» **İş talimatları**
Sünnet hakkındaki metne göre en eski hadis kitabı hangisidir?

» **Belge alıntısı**
Kur'an üzerinde düşünürken, iç anlamlarına yönelik hadis ilminin onayladığı sahih hadisler ve Hz. Peygamber'in öğrettiği "hikmetten faydalanmak gerekir. Sahih hadislerin Kur'an'a aykırılığı söz konusu olmayıp, O'na paraleldir. İç anlamda dış anlamdan farklı bir şey olmayıp, onun uyumlu ve genişleyen bir daire misali uzantısıdır.





SÜNNET

Dar anlamda sünnet; Hz. Peygamber'in söz, fiil ve takrirleridir. Hadisler iki kısımdan oluşur: Birinci kısım; hadisin içeriğini sırası ile birbirine nakletmiş olan kimselerin adlarını içerir ve bu kısma İsnad denir ki, haberin sahih ve sağlam olduğunu bildiren esas demektir. İkinci kısım; metin yani nakledilen haberin asıl kısmıdır.

Hadislerin sınıflandırılması;
birçok açıdan mümkündür. Doğruluklarına göre:

1. Sahih Hadis: Sahih (sağlam, tam, mükemmel) hadis olabilmesi için isnadın illet (bozukluk) ile malul (sakat) olmaması gerekir. Hadisleri nakledenler bilinmeli, ilk başta ashab olmalıdır.

2. Zaif Hadis: Zaafla malul hadislerde içeriğin uymaması ile nakledenlerin ricalden olmaması durumları sözkonusu olabilir.

3. Mudrac Hadis: Hz. Peygamber'e isnat edilen hadis arasına laf sıkıştırabilir. Böyle bir hadis sıhhatini kaybeder. Eklenen kısmın ayrılması gerekir.

4. Metruk Hadis: Bir hadisin nakledilmesi sırasında silsile birden kopar, hepsi tanındığı halde biri tanınmayabilir, recalden değildir.

Eğer hadisleri nakledenlerde kesintisiz devamlılık varsa Muttasıl Hadis, nakledenlerin sırasında bir kesinti varsa Munkati Hadis denir.

Sahabe döneminden bize herhangi bir hadis külliyatı kalmamıştır. En meşhur hadisçiler Buhari, Müslim, Ebu Davud, El Tırmizi, El Nesai, İbni Mace'dir. En eski hadis kitabı ise, Ahmet Bin Hanbel'in Musnad'ıdır.

Hadislerin sıhhatini imtihan etme teknikleri:

1. Nakledilenlerin kesintisiz olarak zikredilmesi gerekir

2 Bir hadis, aynı konudaki başka bir hadisle açık çatışmaya düşmemelidir.

3 Tarihi bilinen olaylarla çatışmamalıdırlar.

4 Filolojik anlamda sahip olmalıdır.

Hadis tahsilcisi tarih ve lisan bilmelidir.

Buhari zaman, yer ve şahıslar açısından güçlü bir hukuk mantığına sahip olduğu için, karşılaştırmalar ve muhakemeler yaparak sahih olmayan hadisleri, birbirleriyle çelişen hadisleri ve şahitlerin uyuşmadığı hadisleri ayıklamıştır.

» **Kayıtlı veriler**
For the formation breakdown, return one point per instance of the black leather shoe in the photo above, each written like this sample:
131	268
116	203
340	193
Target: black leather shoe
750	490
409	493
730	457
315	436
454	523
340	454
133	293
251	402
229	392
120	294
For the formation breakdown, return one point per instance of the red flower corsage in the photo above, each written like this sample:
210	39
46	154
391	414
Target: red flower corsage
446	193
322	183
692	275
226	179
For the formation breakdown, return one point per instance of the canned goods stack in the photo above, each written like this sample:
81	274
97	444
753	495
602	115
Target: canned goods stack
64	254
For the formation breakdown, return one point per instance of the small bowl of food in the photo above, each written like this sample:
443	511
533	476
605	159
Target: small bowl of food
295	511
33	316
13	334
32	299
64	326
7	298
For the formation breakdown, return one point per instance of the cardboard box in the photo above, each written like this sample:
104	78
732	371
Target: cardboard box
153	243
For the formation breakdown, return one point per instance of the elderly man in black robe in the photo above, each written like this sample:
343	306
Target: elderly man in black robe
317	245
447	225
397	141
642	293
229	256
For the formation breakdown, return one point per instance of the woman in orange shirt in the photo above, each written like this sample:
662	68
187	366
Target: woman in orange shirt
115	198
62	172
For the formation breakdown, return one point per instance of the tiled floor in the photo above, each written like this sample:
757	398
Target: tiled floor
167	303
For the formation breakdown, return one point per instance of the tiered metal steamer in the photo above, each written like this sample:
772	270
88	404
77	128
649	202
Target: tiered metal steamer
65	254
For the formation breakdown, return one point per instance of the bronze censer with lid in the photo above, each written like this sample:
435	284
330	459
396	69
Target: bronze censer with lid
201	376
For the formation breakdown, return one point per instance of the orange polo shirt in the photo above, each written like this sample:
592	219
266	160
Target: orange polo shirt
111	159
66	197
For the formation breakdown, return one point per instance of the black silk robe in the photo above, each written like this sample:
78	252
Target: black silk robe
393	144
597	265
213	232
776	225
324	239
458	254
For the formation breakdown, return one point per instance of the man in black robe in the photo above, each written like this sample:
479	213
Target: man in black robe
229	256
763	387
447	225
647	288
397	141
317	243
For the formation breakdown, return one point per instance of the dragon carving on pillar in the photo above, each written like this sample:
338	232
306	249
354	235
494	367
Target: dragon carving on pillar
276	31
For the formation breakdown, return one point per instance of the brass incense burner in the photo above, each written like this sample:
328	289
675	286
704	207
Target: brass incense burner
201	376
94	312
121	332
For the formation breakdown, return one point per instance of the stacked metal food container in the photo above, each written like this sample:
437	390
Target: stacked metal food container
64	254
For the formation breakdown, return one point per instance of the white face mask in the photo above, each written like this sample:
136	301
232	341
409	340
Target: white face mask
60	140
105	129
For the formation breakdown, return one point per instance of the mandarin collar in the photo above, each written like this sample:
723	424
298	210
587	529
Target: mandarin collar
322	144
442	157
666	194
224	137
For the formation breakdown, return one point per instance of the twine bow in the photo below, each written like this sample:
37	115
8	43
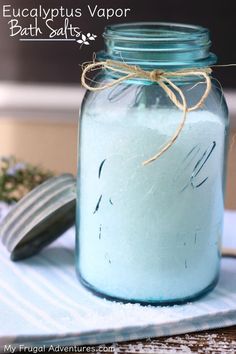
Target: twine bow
162	78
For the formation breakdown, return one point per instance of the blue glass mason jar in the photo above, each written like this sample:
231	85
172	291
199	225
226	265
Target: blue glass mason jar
151	234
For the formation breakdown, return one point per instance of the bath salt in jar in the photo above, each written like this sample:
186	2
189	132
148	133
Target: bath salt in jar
149	227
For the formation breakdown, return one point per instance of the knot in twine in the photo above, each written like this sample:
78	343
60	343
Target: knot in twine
162	78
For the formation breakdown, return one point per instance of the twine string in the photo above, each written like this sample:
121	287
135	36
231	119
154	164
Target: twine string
162	78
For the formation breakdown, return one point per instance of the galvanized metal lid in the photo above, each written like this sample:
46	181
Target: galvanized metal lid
40	217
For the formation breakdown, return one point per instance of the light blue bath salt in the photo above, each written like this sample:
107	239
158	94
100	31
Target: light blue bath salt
150	233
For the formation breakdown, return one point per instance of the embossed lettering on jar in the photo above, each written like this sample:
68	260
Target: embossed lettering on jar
151	234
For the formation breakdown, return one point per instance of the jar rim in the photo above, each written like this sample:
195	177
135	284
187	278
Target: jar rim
163	45
155	31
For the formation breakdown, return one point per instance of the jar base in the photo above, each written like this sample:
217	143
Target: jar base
181	301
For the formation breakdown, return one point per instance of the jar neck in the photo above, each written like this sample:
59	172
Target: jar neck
158	45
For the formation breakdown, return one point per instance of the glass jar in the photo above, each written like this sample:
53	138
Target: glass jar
151	234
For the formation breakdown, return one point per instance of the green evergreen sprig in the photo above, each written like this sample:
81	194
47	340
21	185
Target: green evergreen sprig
18	178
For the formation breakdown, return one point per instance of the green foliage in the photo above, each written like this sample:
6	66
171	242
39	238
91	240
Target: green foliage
18	178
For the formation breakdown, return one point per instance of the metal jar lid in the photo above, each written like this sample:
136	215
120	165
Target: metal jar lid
40	217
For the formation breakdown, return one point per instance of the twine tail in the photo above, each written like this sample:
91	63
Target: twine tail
162	78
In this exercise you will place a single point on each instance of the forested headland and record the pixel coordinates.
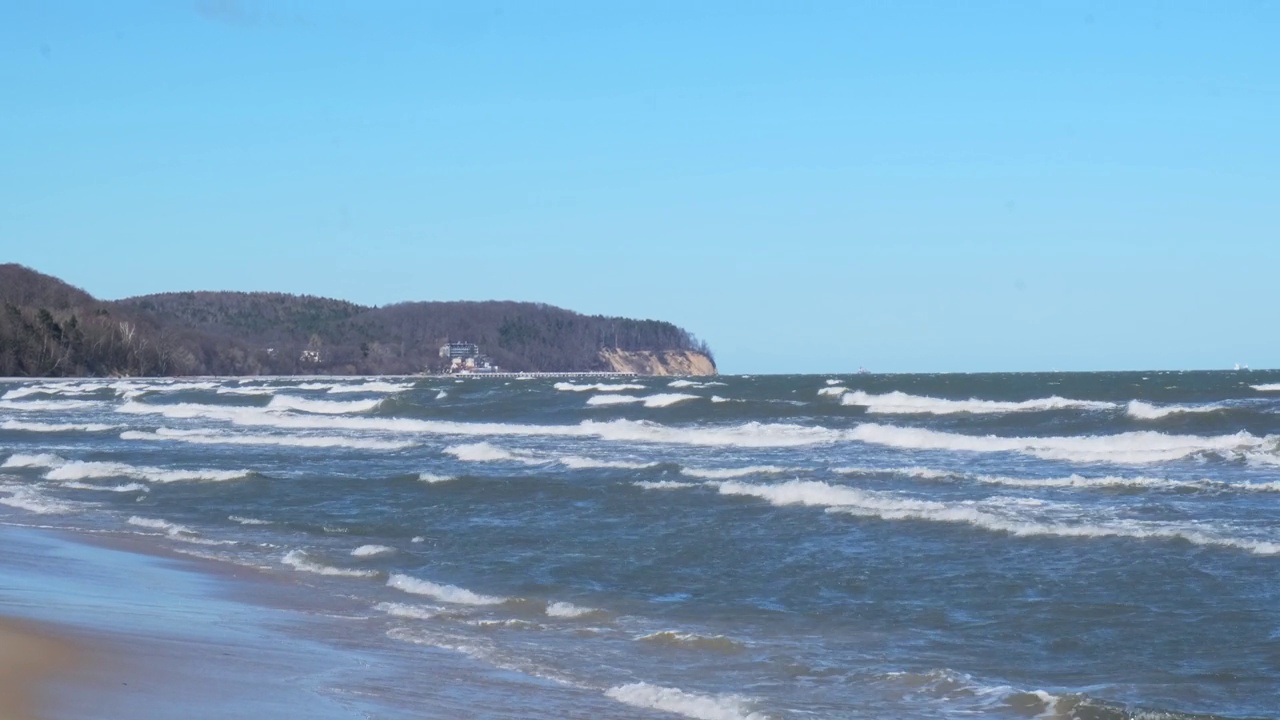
(50, 328)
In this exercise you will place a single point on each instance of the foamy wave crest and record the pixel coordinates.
(570, 610)
(56, 427)
(663, 484)
(45, 405)
(42, 460)
(690, 705)
(1137, 447)
(910, 472)
(677, 638)
(1146, 411)
(694, 383)
(374, 386)
(373, 551)
(126, 487)
(1004, 515)
(727, 473)
(444, 593)
(251, 391)
(83, 470)
(487, 452)
(411, 611)
(321, 406)
(32, 501)
(247, 520)
(575, 463)
(903, 404)
(298, 560)
(661, 400)
(597, 387)
(205, 437)
(749, 434)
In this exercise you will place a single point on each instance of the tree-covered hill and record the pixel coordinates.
(51, 328)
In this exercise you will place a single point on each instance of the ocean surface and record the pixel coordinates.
(1093, 546)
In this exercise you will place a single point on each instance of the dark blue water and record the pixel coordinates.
(869, 546)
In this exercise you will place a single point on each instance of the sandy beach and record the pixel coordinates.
(96, 632)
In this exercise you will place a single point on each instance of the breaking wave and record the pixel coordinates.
(728, 473)
(321, 406)
(597, 387)
(903, 404)
(1136, 447)
(206, 437)
(373, 551)
(661, 400)
(1002, 515)
(56, 427)
(675, 638)
(1146, 411)
(444, 593)
(298, 560)
(690, 705)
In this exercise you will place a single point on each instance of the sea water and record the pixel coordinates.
(1096, 545)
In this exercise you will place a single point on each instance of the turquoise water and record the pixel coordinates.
(846, 546)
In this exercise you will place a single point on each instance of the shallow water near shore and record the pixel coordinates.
(812, 546)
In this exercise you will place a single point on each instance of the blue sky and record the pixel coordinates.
(808, 186)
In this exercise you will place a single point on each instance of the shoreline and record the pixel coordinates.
(109, 629)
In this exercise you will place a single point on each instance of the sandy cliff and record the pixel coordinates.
(661, 363)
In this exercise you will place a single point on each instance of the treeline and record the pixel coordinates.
(51, 328)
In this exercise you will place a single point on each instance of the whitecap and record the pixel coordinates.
(298, 560)
(690, 705)
(444, 593)
(903, 404)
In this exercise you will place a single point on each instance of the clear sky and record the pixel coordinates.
(808, 186)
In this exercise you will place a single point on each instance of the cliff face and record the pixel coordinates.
(658, 363)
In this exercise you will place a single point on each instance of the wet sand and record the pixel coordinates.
(92, 632)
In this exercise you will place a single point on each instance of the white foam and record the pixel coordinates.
(247, 520)
(373, 386)
(576, 463)
(32, 501)
(663, 484)
(1005, 515)
(570, 610)
(909, 472)
(126, 487)
(659, 400)
(1136, 447)
(373, 551)
(321, 406)
(597, 387)
(1146, 411)
(903, 404)
(749, 434)
(205, 437)
(690, 705)
(411, 611)
(727, 473)
(56, 427)
(46, 405)
(681, 638)
(42, 460)
(444, 593)
(487, 452)
(82, 470)
(298, 560)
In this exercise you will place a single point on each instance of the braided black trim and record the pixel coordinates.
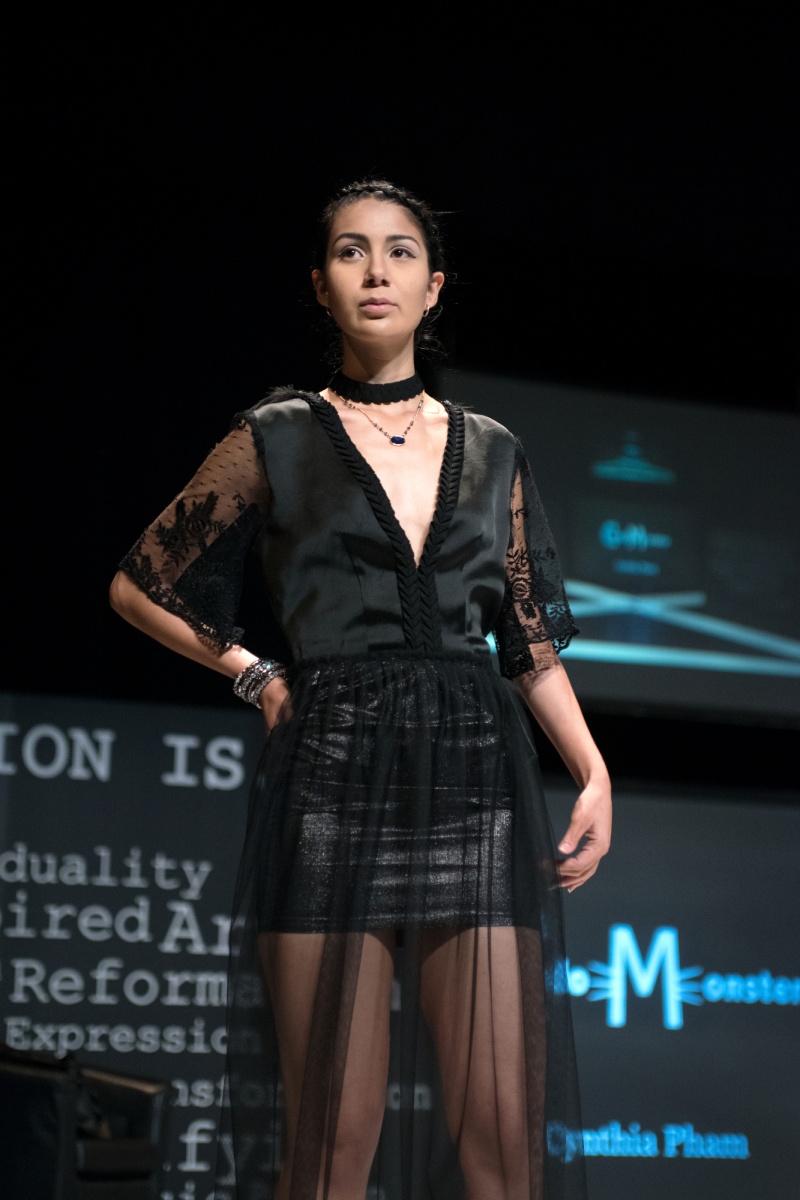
(443, 515)
(417, 592)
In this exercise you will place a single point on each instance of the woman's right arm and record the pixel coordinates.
(180, 582)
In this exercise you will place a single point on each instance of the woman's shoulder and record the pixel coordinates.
(284, 403)
(479, 425)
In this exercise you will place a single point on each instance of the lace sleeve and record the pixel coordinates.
(191, 559)
(535, 622)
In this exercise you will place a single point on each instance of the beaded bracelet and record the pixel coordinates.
(253, 679)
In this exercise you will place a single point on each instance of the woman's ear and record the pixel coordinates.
(434, 287)
(318, 281)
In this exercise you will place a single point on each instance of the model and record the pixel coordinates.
(398, 1013)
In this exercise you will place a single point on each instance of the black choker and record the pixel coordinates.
(376, 393)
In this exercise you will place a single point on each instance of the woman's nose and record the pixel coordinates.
(376, 274)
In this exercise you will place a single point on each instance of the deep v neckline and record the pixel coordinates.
(446, 490)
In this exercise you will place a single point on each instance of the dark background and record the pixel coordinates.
(621, 214)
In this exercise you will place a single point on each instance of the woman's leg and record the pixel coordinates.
(482, 997)
(330, 995)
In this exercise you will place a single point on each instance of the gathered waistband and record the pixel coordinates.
(469, 658)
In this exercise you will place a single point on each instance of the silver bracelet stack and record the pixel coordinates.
(253, 679)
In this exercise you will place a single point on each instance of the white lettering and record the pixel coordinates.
(90, 759)
(181, 744)
(6, 730)
(224, 772)
(184, 927)
(30, 751)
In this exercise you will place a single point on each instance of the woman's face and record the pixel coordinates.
(377, 281)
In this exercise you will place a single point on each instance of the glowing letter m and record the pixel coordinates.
(626, 963)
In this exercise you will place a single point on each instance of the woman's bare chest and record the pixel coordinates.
(410, 473)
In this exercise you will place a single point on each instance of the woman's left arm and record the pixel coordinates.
(551, 699)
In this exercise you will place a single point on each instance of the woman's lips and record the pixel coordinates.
(377, 305)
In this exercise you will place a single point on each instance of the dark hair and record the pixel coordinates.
(426, 220)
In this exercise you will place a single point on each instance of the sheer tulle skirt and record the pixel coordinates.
(398, 1015)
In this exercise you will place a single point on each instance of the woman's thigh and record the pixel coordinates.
(482, 996)
(330, 996)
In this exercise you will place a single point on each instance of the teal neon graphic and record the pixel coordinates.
(631, 467)
(633, 535)
(625, 965)
(779, 655)
(629, 971)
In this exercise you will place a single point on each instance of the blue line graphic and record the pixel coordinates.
(594, 600)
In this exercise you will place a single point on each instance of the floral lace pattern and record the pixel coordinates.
(535, 622)
(190, 561)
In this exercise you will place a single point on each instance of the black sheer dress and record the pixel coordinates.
(397, 958)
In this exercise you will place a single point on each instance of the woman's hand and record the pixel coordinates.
(589, 835)
(272, 700)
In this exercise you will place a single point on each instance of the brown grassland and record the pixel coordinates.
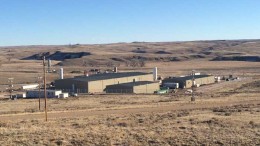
(225, 113)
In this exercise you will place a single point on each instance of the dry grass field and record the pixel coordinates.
(225, 113)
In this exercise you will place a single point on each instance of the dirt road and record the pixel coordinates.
(85, 113)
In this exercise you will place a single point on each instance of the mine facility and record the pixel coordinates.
(98, 83)
(134, 87)
(186, 81)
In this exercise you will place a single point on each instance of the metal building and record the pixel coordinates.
(49, 93)
(134, 87)
(186, 81)
(97, 83)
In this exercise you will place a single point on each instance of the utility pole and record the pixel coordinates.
(10, 81)
(39, 83)
(45, 95)
(192, 87)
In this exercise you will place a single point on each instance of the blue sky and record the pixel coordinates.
(53, 22)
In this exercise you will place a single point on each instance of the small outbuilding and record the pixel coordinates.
(134, 87)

» **Aşağıdaki sonuç**
Ahmet Bin Hanbel'in Musnad'ı.